• TASK INSTRUCTIONS: Only the lines from the one holding "Task: point at every instance of the hood, one" to the end of the data should be echoed, exactly as they appear, minus the pictures.

• Saved entries:

-- -- --

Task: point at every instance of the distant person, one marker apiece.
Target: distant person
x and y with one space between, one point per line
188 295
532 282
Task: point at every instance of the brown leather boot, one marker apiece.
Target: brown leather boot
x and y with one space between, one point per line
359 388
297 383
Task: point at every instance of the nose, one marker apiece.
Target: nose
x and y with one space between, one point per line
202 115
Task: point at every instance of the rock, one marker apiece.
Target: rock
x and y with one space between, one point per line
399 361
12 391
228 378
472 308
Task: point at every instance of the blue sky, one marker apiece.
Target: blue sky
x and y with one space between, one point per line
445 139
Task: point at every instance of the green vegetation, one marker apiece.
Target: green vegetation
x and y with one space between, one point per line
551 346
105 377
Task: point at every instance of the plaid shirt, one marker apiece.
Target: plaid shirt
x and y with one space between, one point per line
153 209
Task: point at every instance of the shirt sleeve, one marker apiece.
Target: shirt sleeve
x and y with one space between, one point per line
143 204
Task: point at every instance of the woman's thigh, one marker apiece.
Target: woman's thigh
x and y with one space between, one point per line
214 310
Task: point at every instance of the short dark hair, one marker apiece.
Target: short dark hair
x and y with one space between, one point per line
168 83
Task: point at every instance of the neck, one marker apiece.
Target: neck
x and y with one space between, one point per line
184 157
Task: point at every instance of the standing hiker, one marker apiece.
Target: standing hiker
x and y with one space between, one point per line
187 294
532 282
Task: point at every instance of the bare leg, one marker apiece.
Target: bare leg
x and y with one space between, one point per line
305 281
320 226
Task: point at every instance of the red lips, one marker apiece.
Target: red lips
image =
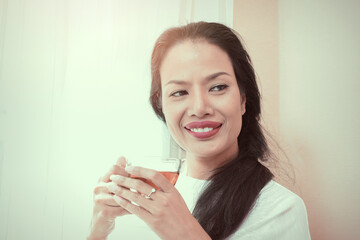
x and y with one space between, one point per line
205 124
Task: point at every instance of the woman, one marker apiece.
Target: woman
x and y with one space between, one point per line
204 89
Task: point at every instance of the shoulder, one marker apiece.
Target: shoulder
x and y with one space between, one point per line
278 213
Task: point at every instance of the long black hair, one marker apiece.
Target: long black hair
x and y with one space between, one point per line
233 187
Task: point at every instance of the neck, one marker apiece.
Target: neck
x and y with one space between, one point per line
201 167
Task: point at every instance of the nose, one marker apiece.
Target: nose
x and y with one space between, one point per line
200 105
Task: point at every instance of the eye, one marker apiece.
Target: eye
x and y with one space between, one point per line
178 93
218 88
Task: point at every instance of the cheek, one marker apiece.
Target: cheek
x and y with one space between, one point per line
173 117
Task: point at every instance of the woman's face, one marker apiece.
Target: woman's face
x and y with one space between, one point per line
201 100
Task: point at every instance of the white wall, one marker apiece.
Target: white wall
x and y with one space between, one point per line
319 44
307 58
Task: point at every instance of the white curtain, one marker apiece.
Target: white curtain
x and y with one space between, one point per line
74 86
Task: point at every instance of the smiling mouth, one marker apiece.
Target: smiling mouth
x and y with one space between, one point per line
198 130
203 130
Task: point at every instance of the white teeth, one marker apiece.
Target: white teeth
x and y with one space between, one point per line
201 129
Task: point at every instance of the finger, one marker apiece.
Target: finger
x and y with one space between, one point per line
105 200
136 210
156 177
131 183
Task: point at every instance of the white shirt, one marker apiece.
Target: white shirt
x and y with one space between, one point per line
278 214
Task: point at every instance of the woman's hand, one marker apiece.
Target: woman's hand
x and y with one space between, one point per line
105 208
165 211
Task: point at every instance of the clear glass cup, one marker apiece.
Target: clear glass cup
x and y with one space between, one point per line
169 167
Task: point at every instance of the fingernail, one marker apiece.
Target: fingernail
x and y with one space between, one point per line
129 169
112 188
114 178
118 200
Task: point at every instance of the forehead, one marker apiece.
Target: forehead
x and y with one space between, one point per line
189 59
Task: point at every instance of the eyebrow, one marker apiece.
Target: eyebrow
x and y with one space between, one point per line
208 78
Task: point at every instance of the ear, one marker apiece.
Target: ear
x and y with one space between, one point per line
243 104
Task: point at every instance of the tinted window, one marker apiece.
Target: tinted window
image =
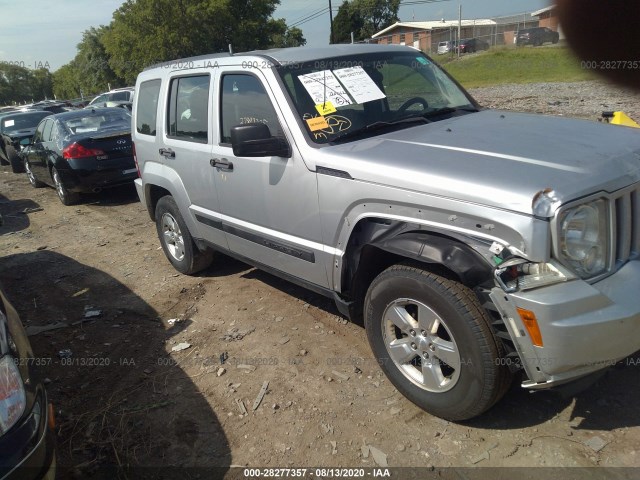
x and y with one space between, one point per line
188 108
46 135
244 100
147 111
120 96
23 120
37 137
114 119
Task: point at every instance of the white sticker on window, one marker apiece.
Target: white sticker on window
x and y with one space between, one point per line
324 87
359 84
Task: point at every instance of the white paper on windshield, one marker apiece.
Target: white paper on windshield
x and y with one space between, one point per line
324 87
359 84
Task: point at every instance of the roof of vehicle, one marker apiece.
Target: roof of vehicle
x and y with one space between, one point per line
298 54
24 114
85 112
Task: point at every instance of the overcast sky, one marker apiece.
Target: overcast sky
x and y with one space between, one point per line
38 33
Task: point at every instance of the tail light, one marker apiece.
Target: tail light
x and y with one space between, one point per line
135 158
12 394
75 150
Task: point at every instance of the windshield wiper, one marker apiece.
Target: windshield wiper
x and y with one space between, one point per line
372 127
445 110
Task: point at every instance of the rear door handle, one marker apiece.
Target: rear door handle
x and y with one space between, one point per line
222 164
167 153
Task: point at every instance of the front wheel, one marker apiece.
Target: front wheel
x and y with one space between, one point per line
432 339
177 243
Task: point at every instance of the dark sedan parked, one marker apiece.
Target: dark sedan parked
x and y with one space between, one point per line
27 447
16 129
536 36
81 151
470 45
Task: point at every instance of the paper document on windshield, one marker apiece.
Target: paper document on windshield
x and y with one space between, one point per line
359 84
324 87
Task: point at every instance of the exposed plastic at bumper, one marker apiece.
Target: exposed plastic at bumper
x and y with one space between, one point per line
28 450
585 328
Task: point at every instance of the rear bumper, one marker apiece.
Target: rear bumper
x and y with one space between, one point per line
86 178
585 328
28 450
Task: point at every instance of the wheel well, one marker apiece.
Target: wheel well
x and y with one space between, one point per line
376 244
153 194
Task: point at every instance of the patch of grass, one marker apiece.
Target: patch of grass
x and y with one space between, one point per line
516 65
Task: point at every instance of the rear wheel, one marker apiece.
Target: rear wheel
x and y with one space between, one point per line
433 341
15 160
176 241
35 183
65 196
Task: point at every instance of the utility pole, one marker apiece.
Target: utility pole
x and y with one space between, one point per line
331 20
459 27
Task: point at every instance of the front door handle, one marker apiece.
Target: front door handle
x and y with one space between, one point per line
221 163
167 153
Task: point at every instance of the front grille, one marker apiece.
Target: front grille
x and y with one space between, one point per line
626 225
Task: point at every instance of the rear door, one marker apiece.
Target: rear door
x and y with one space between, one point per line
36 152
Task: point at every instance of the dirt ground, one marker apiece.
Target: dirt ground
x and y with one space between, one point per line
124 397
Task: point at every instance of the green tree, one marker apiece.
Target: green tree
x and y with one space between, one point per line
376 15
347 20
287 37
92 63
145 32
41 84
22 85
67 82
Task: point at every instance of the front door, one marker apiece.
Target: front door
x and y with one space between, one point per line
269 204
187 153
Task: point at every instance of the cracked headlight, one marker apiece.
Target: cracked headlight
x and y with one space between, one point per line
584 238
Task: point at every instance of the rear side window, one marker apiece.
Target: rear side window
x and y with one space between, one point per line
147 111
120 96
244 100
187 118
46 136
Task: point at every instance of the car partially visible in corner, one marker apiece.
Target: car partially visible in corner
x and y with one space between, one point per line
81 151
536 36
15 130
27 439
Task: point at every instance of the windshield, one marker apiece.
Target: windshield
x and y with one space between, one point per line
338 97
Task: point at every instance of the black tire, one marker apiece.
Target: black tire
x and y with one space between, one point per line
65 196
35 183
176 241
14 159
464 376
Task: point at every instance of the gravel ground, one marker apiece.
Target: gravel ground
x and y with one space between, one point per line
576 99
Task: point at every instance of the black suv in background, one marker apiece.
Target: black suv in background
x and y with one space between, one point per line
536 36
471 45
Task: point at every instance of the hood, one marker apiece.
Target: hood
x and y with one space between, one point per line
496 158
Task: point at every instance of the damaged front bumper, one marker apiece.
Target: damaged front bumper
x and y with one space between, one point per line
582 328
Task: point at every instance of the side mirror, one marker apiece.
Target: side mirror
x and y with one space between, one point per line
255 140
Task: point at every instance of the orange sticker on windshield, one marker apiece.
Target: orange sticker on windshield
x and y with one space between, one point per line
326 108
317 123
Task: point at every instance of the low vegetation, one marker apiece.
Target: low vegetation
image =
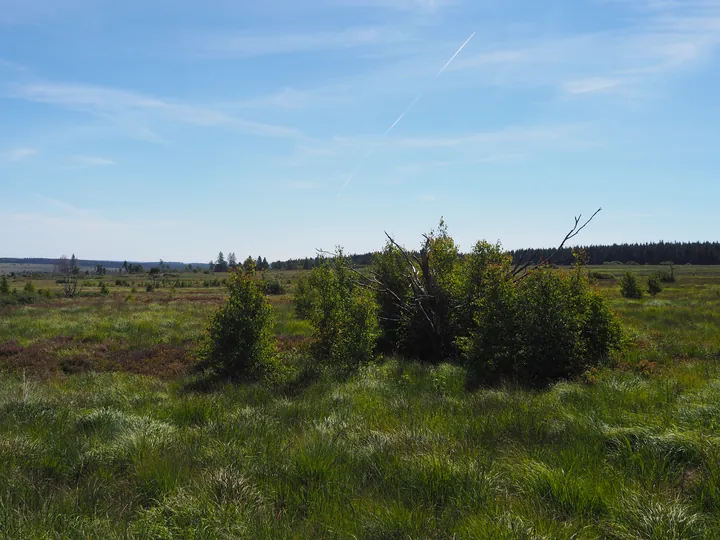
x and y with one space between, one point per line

-- -- --

• EXERCISE OUTPUT:
Task: point at every instance of the hood, one marker apiece.
Target: hood
x and y with one space between, one point per line
496 158
Task: point at every instance of the damaged front bumper, one marker apiece.
Target: damaged front bumper
x and y with one space between, one point per line
582 328
Task: point at every instance of the side mirror, one marker apiece.
Target: side mirror
x and y with one space between, one point per line
255 140
Task: point at every instance of the orange sticker on windshield, one marker apiece.
Target: orange sticker on windshield
x and y with one space between, one point per line
326 108
317 123
Task: point at every instance of the low vegetation, one marker apiece.
Target: low vegetation
image =
x and y with one space between, one point per line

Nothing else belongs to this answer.